Written request = Starting with the first of the lines below and going on through the line with "0 255 L 192", write them out again with "lake water" replaced by "pond water" and everything else left the same.

Image outline annotation lines =
______
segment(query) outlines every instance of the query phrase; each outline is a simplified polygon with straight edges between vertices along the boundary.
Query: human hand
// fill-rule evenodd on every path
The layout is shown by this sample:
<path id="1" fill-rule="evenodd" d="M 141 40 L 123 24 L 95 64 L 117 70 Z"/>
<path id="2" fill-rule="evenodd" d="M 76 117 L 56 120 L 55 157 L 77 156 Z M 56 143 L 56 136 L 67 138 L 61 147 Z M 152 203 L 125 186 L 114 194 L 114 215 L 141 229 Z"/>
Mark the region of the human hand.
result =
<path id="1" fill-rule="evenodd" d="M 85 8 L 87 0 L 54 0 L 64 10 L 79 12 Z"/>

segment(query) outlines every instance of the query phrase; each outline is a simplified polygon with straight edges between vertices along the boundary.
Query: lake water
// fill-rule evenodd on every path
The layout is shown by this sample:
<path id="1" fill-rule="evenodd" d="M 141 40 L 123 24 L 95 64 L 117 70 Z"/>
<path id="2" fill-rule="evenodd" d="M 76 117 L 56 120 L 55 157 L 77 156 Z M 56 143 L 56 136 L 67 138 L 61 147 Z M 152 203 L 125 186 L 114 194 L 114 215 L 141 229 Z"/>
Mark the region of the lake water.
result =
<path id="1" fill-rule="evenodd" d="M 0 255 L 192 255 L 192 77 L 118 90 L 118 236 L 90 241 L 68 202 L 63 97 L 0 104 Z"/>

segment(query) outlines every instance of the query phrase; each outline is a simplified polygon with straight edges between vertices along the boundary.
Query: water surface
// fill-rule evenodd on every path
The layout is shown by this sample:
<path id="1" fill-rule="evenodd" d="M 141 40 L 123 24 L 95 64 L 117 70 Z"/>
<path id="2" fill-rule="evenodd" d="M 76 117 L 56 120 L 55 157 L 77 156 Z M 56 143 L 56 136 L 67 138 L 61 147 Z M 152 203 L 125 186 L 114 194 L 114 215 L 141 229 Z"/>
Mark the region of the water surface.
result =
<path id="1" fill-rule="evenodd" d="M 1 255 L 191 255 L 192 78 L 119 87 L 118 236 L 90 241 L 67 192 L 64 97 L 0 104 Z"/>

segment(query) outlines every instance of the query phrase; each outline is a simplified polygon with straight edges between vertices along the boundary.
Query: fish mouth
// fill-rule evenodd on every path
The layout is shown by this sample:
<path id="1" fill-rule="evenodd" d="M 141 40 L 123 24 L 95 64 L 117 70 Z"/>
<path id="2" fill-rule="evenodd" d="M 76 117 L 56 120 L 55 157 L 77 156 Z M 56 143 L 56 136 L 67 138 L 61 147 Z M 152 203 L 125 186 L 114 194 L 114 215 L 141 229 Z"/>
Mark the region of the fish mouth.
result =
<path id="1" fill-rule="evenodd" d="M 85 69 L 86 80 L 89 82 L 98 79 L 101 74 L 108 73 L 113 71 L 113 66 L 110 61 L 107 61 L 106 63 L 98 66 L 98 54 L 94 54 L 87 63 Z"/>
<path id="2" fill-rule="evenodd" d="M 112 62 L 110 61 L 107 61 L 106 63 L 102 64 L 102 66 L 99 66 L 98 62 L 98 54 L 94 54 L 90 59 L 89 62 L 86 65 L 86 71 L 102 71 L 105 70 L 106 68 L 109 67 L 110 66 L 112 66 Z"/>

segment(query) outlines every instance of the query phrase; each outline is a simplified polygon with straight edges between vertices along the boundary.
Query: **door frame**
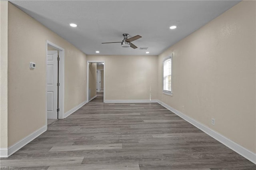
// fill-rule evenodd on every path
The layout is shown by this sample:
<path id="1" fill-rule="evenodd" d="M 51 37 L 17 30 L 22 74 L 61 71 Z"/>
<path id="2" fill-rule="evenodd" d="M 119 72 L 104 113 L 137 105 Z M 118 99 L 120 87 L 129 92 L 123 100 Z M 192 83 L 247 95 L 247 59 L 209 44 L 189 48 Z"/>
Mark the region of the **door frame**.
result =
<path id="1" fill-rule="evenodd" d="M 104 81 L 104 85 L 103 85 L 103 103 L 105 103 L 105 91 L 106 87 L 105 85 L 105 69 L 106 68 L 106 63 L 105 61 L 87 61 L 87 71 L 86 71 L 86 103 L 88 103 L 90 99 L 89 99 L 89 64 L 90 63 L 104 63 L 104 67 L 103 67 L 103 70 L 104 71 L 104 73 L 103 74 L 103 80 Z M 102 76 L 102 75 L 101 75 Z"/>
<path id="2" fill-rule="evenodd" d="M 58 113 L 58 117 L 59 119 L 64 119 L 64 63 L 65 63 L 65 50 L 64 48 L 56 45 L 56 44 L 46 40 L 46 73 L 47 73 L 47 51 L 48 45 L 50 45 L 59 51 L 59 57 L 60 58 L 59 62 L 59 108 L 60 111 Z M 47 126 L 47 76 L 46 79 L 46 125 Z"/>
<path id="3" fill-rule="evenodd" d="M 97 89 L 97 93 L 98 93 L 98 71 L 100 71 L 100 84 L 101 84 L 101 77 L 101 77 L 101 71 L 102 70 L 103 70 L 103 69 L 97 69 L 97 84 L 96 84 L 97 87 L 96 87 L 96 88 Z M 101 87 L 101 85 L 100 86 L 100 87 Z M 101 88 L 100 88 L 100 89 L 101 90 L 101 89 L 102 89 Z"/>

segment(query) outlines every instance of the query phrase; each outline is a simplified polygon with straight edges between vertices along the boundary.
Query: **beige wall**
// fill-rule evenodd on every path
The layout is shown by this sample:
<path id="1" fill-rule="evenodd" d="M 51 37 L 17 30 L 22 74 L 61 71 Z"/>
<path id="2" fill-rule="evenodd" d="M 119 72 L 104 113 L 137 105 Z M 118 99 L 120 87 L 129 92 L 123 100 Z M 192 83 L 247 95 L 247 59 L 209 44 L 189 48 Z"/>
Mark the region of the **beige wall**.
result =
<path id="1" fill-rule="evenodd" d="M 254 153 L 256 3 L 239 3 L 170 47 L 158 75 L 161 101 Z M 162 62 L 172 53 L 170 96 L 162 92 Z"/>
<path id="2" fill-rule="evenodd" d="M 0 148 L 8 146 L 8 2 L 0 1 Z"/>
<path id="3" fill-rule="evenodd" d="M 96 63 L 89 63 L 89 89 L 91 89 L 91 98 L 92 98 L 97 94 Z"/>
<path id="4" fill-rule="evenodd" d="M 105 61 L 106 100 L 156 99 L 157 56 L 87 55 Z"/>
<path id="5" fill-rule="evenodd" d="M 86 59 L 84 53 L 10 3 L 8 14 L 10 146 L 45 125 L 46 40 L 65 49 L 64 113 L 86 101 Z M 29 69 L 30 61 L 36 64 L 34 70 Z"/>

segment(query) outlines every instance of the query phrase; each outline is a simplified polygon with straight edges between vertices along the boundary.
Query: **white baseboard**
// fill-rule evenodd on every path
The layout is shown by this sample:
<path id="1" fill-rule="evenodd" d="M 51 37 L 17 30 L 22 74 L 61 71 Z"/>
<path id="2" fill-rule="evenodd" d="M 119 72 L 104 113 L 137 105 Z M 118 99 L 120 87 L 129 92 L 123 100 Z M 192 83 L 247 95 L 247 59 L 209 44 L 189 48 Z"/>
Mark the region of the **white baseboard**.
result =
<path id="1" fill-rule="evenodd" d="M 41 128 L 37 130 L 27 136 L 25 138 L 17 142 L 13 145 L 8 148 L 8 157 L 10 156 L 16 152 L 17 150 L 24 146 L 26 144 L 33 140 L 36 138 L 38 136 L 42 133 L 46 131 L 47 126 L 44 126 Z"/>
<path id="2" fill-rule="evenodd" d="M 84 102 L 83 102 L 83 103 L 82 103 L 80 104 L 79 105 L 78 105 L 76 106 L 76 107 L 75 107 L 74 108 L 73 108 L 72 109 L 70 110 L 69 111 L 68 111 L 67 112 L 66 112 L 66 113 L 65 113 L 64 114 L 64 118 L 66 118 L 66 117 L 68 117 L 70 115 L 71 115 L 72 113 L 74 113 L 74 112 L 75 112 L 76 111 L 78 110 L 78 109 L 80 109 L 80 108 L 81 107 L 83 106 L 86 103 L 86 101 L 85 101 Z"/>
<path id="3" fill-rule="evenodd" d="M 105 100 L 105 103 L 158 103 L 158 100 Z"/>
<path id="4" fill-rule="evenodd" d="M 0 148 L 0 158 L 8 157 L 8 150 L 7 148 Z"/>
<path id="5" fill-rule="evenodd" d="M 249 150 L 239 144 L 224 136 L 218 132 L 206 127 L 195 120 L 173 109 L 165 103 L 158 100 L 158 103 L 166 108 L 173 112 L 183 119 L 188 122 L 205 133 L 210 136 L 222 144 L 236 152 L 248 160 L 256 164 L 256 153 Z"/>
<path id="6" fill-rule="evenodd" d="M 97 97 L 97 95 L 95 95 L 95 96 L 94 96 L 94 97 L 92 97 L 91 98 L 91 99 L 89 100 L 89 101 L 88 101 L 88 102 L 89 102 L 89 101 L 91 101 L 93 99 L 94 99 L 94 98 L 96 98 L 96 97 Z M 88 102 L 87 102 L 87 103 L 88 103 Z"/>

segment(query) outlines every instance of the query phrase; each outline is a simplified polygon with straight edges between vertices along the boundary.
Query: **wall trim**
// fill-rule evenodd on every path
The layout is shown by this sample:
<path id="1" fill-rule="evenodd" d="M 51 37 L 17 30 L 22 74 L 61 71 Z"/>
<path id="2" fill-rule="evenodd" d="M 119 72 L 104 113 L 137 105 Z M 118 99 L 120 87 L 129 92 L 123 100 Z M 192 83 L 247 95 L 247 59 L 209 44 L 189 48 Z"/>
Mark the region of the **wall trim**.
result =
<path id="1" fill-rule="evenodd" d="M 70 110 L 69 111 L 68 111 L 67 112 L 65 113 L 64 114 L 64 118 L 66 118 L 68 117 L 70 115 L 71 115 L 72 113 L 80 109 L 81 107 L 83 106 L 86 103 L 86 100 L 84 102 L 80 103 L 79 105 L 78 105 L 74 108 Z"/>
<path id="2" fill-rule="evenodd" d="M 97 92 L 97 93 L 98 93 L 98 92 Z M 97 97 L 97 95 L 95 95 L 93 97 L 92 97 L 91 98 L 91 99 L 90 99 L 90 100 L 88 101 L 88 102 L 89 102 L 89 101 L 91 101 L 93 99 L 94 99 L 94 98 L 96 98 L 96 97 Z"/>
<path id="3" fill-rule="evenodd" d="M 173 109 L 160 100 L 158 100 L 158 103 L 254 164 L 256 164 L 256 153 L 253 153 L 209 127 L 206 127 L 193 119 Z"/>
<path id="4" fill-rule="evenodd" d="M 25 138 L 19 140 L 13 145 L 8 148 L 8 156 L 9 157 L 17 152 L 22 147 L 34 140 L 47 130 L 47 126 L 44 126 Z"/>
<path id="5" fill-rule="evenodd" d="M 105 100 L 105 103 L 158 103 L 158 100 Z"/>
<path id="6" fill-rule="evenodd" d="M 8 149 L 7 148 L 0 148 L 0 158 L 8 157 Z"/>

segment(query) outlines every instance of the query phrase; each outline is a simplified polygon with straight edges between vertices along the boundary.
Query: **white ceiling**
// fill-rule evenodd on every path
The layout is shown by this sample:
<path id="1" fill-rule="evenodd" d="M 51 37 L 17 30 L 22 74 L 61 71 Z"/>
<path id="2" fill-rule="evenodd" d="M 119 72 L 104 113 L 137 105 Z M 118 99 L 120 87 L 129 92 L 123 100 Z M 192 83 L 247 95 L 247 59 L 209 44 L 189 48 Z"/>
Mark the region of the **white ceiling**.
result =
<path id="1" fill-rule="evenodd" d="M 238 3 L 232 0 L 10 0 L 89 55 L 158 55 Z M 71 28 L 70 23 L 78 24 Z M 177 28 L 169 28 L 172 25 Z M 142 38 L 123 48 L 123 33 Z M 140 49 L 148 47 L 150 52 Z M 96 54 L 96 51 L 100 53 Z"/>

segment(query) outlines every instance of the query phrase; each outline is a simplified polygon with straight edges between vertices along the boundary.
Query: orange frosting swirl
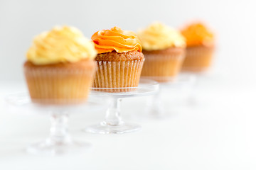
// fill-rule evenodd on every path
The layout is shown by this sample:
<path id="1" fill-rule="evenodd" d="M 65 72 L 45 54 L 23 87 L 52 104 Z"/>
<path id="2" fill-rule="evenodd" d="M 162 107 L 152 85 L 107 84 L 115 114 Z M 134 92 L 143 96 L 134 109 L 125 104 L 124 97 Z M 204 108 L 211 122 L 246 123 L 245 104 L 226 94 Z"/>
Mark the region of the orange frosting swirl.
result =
______
Problem solution =
segment(query) outlines every instance of the query phrase; each outline is a simplified polygon with straight edges between vertices along the boundary.
Query: human hand
// fill-rule evenodd on every path
The layout is shown by this sample:
<path id="1" fill-rule="evenodd" d="M 141 40 L 123 24 L 95 64 L 117 70 Z"/>
<path id="2" fill-rule="evenodd" d="M 76 117 L 56 120 L 55 157 L 77 156 Z M 56 143 L 56 136 L 67 138 L 61 147 Z M 152 203 L 125 186 L 114 194 L 114 215 L 141 229 Z"/>
Mark the region of the human hand.
result =
<path id="1" fill-rule="evenodd" d="M 85 8 L 87 0 L 54 0 L 64 10 L 79 12 Z"/>

segment(query) outlines every instance of the query phrase; each outline is a simplified polygon with straight edges between vertices along the boundary.
Query: pond water
// fill-rule evenodd on every path
The layout is shown by this sample:
<path id="1" fill-rule="evenodd" d="M 141 40 L 123 24 L 95 64 L 117 70 Z"/>
<path id="2" fill-rule="evenodd" d="M 76 117 L 56 120 L 55 157 L 77 156 Z M 56 143 L 56 136 L 67 138 L 61 147 Z M 152 203 L 125 186 L 114 194 L 114 215 L 141 229 Z"/>
Mark the region of the pond water.
result =
<path id="1" fill-rule="evenodd" d="M 0 255 L 192 255 L 192 77 L 118 90 L 118 236 L 90 241 L 68 202 L 63 97 L 0 104 Z"/>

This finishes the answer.